Exercise
All lines from the one with "Place one pin on each instance of the wooden" through the last line of the data below should be copied exactly; please add nothing.

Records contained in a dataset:
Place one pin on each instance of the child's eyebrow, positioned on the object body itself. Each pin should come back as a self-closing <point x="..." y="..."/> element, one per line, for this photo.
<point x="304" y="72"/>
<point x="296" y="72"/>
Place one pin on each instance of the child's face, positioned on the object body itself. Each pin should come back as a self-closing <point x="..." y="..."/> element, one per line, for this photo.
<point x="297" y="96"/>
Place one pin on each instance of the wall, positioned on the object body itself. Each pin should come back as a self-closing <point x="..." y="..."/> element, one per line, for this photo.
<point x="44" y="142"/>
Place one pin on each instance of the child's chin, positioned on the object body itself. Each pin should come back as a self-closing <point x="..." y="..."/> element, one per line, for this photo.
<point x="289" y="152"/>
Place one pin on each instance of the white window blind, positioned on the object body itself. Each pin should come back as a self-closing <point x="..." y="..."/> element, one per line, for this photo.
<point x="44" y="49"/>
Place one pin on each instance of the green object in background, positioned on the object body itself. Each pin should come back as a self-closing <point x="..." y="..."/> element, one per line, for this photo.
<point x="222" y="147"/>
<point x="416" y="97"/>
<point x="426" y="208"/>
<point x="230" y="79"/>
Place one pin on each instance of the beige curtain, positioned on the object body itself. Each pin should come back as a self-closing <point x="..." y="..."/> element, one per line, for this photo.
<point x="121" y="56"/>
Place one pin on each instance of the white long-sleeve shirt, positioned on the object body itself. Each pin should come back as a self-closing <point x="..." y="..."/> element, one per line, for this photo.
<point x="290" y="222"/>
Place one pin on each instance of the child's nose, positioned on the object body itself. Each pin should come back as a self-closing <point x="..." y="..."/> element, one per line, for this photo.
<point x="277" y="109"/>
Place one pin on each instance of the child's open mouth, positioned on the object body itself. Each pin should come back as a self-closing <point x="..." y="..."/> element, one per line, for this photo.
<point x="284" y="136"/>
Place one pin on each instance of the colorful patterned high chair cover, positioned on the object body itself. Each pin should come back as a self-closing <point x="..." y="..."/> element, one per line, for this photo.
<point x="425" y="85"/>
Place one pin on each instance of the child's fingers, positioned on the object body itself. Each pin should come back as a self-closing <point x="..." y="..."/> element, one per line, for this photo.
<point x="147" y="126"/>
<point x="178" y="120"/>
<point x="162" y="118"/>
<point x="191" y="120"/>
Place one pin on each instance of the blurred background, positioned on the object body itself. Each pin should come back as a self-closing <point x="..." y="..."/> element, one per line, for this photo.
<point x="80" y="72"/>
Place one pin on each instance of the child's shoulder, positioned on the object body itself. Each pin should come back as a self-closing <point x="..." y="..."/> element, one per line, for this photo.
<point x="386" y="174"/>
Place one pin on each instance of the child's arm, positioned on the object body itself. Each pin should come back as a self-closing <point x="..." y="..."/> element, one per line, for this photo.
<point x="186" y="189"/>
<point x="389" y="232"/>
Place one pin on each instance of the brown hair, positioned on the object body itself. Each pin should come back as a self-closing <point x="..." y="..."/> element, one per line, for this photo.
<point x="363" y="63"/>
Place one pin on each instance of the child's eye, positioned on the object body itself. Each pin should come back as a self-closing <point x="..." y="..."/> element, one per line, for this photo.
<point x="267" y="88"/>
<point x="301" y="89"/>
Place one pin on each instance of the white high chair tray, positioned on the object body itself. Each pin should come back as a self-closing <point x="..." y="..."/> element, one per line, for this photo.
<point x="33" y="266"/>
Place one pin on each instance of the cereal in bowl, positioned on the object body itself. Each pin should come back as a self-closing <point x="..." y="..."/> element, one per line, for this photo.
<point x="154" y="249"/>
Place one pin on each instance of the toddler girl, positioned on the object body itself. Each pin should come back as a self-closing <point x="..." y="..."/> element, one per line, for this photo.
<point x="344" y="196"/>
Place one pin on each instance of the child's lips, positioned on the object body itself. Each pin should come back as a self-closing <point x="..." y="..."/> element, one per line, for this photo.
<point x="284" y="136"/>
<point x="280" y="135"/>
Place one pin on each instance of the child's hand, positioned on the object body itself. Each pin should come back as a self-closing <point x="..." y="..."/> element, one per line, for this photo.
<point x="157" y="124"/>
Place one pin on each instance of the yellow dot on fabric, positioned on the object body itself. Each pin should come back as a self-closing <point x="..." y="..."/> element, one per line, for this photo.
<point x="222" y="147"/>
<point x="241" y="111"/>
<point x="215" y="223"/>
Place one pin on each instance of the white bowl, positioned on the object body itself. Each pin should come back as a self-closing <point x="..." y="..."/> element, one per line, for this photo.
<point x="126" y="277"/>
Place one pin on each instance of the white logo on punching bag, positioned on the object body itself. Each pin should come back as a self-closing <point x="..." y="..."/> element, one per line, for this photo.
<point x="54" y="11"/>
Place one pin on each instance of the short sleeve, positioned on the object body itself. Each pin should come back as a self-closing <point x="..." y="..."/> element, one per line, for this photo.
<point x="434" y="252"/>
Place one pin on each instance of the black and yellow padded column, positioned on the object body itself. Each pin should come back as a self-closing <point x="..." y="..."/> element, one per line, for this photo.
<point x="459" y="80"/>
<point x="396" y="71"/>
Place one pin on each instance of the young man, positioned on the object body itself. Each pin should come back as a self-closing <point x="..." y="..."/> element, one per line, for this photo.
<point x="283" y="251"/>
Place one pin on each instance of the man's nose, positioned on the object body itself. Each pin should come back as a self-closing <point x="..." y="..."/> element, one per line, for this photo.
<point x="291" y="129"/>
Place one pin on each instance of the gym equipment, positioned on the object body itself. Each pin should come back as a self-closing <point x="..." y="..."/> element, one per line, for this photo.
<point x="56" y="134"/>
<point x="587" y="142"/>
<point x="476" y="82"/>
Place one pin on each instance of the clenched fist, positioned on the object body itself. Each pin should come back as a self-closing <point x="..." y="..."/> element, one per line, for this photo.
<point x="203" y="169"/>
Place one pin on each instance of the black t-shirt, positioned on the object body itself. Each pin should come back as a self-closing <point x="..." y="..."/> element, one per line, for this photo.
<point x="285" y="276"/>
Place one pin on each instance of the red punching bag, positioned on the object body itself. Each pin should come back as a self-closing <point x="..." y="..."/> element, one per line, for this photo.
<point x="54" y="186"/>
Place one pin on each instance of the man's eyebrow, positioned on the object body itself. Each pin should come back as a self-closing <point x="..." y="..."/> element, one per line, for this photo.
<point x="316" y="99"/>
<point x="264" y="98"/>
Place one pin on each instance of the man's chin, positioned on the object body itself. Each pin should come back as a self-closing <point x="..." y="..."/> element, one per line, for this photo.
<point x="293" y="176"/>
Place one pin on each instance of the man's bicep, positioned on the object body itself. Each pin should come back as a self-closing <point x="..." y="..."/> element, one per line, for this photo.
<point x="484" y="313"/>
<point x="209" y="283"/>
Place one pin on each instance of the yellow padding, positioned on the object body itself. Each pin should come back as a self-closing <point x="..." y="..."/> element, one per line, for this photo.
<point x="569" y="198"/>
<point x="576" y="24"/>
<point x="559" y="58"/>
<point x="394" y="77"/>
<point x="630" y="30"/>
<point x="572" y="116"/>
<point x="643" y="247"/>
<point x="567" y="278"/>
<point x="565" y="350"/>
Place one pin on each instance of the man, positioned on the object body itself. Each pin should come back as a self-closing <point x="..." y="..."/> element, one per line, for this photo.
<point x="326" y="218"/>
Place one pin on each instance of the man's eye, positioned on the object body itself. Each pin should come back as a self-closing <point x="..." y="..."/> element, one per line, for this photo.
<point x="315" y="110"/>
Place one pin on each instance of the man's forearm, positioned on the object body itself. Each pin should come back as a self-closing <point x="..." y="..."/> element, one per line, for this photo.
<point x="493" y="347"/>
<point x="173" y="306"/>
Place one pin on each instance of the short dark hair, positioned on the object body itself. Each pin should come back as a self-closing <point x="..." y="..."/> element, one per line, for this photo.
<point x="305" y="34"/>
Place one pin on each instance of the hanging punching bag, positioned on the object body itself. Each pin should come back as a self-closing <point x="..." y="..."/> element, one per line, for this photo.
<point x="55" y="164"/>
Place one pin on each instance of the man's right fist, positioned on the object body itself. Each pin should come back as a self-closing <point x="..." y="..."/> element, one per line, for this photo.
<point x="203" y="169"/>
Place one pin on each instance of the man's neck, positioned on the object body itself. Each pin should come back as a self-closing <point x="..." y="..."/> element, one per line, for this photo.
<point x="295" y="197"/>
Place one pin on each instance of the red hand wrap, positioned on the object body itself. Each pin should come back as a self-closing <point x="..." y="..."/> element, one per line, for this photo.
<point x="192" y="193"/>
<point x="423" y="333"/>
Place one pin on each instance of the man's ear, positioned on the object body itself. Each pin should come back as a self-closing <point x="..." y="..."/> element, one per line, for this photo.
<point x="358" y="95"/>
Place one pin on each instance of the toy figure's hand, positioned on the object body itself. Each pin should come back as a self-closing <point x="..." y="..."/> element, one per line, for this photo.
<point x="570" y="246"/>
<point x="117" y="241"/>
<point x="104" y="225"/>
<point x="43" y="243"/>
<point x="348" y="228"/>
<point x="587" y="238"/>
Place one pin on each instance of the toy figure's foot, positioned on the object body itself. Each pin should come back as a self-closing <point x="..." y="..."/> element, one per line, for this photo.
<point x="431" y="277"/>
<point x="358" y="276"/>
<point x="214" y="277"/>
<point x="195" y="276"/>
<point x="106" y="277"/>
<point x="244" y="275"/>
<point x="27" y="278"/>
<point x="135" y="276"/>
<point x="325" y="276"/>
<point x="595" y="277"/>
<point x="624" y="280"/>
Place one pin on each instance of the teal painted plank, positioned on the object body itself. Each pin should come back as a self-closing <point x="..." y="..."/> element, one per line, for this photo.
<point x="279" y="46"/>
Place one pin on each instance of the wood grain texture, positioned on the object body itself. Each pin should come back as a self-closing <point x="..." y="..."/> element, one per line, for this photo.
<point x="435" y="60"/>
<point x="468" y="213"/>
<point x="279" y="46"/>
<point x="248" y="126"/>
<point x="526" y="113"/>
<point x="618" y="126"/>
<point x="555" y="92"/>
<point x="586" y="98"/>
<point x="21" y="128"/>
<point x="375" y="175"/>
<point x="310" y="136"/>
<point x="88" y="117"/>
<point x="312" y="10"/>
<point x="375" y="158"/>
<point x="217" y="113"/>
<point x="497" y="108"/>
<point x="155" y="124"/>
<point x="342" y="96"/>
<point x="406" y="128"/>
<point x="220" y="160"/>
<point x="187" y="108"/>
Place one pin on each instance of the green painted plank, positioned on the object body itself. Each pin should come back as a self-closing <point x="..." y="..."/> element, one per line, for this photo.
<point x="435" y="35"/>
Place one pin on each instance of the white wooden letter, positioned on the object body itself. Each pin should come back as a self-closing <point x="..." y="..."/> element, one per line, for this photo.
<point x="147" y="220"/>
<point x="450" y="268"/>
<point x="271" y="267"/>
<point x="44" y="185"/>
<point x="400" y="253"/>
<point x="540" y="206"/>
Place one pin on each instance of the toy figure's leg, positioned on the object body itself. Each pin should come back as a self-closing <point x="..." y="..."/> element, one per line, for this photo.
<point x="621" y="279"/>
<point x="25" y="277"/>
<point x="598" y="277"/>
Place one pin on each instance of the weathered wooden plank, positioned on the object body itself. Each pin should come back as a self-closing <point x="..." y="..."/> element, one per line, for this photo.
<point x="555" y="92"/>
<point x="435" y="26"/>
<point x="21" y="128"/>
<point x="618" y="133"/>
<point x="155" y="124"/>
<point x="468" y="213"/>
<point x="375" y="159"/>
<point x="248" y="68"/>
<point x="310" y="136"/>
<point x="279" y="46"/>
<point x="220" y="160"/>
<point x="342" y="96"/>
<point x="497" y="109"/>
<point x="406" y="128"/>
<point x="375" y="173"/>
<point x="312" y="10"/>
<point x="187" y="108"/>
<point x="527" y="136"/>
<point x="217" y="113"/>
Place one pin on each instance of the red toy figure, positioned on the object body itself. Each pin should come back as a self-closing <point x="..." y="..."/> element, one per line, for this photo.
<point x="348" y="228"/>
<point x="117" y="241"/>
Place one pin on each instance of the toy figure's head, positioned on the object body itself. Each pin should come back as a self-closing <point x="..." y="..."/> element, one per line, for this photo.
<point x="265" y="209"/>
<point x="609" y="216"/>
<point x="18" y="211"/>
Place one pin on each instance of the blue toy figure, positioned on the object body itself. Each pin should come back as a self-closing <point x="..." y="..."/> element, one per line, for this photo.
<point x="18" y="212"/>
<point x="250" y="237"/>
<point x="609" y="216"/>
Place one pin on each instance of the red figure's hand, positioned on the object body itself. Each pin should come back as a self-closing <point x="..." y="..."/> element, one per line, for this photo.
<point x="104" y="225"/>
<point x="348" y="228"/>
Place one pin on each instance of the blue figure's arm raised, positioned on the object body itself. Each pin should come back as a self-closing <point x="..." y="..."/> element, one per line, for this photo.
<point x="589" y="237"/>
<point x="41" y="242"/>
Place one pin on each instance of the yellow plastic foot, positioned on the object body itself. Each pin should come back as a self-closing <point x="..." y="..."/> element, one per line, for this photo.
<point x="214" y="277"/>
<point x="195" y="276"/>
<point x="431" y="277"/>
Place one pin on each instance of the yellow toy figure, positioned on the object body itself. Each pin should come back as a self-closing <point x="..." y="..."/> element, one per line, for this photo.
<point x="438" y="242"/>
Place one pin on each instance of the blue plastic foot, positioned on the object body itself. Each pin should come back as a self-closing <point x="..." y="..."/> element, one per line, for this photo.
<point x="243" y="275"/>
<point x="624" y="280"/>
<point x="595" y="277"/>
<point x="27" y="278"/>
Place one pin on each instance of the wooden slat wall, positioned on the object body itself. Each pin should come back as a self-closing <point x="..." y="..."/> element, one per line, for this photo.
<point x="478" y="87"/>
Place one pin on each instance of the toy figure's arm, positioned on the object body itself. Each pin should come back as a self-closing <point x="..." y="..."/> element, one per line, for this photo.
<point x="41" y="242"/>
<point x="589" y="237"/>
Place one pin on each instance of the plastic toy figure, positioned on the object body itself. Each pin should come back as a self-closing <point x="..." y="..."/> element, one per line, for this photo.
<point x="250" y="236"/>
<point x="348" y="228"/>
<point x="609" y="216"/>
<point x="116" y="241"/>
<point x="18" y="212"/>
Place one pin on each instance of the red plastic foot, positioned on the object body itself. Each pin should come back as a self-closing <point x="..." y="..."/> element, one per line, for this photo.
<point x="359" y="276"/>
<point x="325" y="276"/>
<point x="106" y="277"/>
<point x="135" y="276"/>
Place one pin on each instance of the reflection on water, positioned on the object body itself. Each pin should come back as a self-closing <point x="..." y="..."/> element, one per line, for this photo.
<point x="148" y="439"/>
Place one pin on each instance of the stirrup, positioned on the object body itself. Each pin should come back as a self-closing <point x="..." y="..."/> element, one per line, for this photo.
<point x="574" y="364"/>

Response below
Place one pin on each instance of the wooden slat wall, positioned on the object body itself. Each pin should come back as a self-closing <point x="..." y="..."/> element, one per line, for this photo.
<point x="478" y="87"/>
Place one pin on each instance of the toy figure's arm, positioned on the object body itself. Each pin should come back as a self-closing <point x="..." y="..."/> element, one per line, for this photo.
<point x="41" y="242"/>
<point x="589" y="237"/>
Place one pin on each instance of the plastic toy figure, positioned on the object body itself. Each pin should come back as a self-closing <point x="..." y="..."/> element, one per line, for this photo.
<point x="250" y="236"/>
<point x="348" y="228"/>
<point x="609" y="216"/>
<point x="116" y="241"/>
<point x="18" y="212"/>
Place one pin on each instance of the red plastic foot, positioned on the object body itself. Each pin should come back as a self-closing <point x="..." y="..."/> element, one per line, for this photo.
<point x="359" y="276"/>
<point x="325" y="276"/>
<point x="106" y="277"/>
<point x="135" y="276"/>
Place one pin on each instance of the reflection on water, positioned on the object body itself. Each pin should come back as a self-closing <point x="..." y="..."/> element, one per line, for this photo.
<point x="148" y="439"/>
Place one pin on each instance of the stirrup, positioned on the object body itself. Each pin should come back as a self-closing <point x="..." y="..."/> element, one per line, for this photo.
<point x="574" y="364"/>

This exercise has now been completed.